Brano da esaminare:
———

Sanità digitale: l’Italia fanalino di coda dell’Unione Europea

Cartella clinica informatizzata, telemedicina, app, dispositivi indossabili, intelligenza artificiale: sono i nuovi modelli di cura che utilizzano sempre più soluzioni digitali. Ma l’Italia sembra essere il fanalino di coda rispetto agli altri Paesi europei. Lo confermano i dati dell’Osservatorio Innovazione Digitale in Sanità del Politecnico di Milano, presentati in occasione del convegno “Gestione del paziente cronico nell’era della digitalizzazione” che si è svolto di recente a Roma, su iniziativa di Fondazione Roche.

<L’innovazione digitale rappresenta l’elemento utile a colmare il divario tra bisogni e risorse>, puntualizza il professor Paolo Locatelli, Responsabile scientifico dell’Osservatorio. <Le soluzioni digitali possono giocare un ruolo fondamentale verso nuovi modelli di cura. La diffusione di tali soluzioni stenta oggi a realizzarsi nel nostro Paese: appaiono insufficienti gli investimenti in sanità digitale, da parte del sistema pubblico e privato, e poco digitale risulta la gestione del paziente cronico, e più in generale dei cittadini>. <Nelle malattie croniche, la digitalizzazione è un tema di primo piano quando si ragiona in termini di programmazione degli interventi sociosanitari. Il digitale però nella continuità di cura è ancora poco sviluppato>, ha precisato la professoressa Mariapia Garavaglia, Presidente di Fondazione Roche.

Secondo un’indagine dell’Osservatorio, le soluzioni che abilitano lo scambio di documenti sui pazienti attraverso strumenti informatizzati vengono utilizzate solo dal 29 per cento delle aziende sanitarie e dal 23 per cento dei professionisti. Il supporto informatico per la presa in carico del paziente risulta diffuso soprattutto per le attività gestionali e amministrative, come la gestione dei dati anagrafici (80 per cento delle aziende) e delle prenotazioni (63 per cento). L’informatizzazione stenta, invece, a diffondersi come strumento per i percorsi di cura individualizzati: solo una azienda su tre utilizza un supporto digitale per l’analisi dei dati dei pazienti. Anche i cittadini risultano “poco digitali”, secondo l’Osservatorio del Politecnico. Sono tre su dieci i cittadini che non si sentono in grado di utilizzare questi strumenti, soprattutto i più anziani. E si mostrano ancora poco digitali anche nella comunicazione col proprio medico: ben sette su dieci preferiscono incontrarlo di persona. Fra coloro che si servono di strumenti digitali, la maggior parte utilizza l’email (15 per cento), poi vengono gli Sms (13 per cento) e infine WhatsApp (12 per cento). Fra i medici che non usano questi strumenti, uno su due teme che si possano creare incomprensioni con i pazienti ed è diffusa la preoccupazione che l’utilizzo di questi strumenti possa aumentare il carico di lavoro del medico e comportare rischi legati al mancato rispetto della normativa sulla privacy.

———

Voci salvate:
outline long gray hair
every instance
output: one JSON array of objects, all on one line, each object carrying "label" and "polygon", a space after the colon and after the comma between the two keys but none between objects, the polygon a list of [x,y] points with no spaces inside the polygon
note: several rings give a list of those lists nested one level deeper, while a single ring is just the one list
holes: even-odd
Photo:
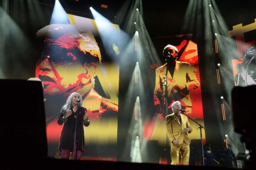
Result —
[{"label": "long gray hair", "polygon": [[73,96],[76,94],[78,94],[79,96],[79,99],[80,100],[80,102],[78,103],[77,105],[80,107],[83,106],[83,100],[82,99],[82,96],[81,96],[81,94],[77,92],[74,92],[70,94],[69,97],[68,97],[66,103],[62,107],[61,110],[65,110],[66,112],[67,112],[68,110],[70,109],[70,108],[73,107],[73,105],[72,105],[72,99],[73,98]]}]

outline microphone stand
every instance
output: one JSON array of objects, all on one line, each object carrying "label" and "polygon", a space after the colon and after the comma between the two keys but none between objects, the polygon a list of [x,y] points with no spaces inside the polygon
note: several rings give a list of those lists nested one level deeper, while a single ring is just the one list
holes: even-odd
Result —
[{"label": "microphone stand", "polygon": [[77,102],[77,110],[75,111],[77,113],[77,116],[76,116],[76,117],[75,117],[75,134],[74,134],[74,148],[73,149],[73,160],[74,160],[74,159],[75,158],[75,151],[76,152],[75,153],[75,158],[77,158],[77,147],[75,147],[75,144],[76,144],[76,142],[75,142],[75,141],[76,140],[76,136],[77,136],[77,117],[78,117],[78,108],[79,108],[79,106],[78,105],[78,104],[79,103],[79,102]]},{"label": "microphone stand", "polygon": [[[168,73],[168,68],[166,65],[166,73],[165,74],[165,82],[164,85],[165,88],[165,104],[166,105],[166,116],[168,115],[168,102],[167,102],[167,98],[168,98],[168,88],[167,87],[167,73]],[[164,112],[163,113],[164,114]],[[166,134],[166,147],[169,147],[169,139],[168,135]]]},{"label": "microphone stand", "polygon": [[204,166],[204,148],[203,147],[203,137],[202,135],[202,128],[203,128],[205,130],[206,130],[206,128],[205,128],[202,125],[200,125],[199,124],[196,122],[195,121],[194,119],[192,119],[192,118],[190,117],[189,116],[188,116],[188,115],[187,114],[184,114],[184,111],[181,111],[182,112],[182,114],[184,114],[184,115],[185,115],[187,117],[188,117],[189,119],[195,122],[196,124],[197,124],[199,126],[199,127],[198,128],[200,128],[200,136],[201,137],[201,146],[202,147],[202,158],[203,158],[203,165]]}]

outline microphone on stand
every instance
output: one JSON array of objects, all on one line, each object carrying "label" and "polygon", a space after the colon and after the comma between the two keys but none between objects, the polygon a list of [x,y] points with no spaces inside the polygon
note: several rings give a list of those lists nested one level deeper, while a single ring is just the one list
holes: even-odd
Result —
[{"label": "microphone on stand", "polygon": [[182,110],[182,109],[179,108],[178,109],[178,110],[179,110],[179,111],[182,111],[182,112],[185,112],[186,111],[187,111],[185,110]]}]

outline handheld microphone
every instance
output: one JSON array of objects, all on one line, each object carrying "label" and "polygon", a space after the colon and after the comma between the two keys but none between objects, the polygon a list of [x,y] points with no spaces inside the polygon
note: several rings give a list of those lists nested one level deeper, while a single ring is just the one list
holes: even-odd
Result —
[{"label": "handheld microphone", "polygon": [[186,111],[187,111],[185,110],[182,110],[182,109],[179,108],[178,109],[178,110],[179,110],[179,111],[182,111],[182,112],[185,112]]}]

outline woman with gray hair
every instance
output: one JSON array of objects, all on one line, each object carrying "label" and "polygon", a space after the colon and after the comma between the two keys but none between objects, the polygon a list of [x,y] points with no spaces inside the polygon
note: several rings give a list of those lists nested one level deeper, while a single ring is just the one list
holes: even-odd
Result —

———

Consegna:
Trascrivi il brano sulla sanità digitale da "<L’innovazione digitale rappresenta" a "Presidente di Fondazione Roche.", sostituendo "nuovi modelli di cura" con "nuovi percorsi assistenziali".

Risposta:
<L’innovazione digitale rappresenta l’elemento utile a colmare il divario tra bisogni e risorse>, puntualizza il professor Paolo Locatelli, Responsabile scientifico dell’Osservatorio. <Le soluzioni digitali possono giocare un ruolo fondamentale verso nuovi percorsi assistenziali. La diffusione di tali soluzioni stenta oggi a realizzarsi nel nostro Paese: appaiono insufficienti gli investimenti in sanità digitale, da parte del sistema pubblico e privato, e poco digitale risulta la gestione del paziente cronico, e più in generale dei cittadini>. <Nelle malattie croniche, la digitalizzazione è un tema di primo piano quando si ragiona in termini di programmazione degli interventi sociosanitari. Il digitale però nella continuità di cura è ancora poco sviluppato>, ha precisato la professoressa Mariapia Garavaglia, Presidente di Fondazione Roche.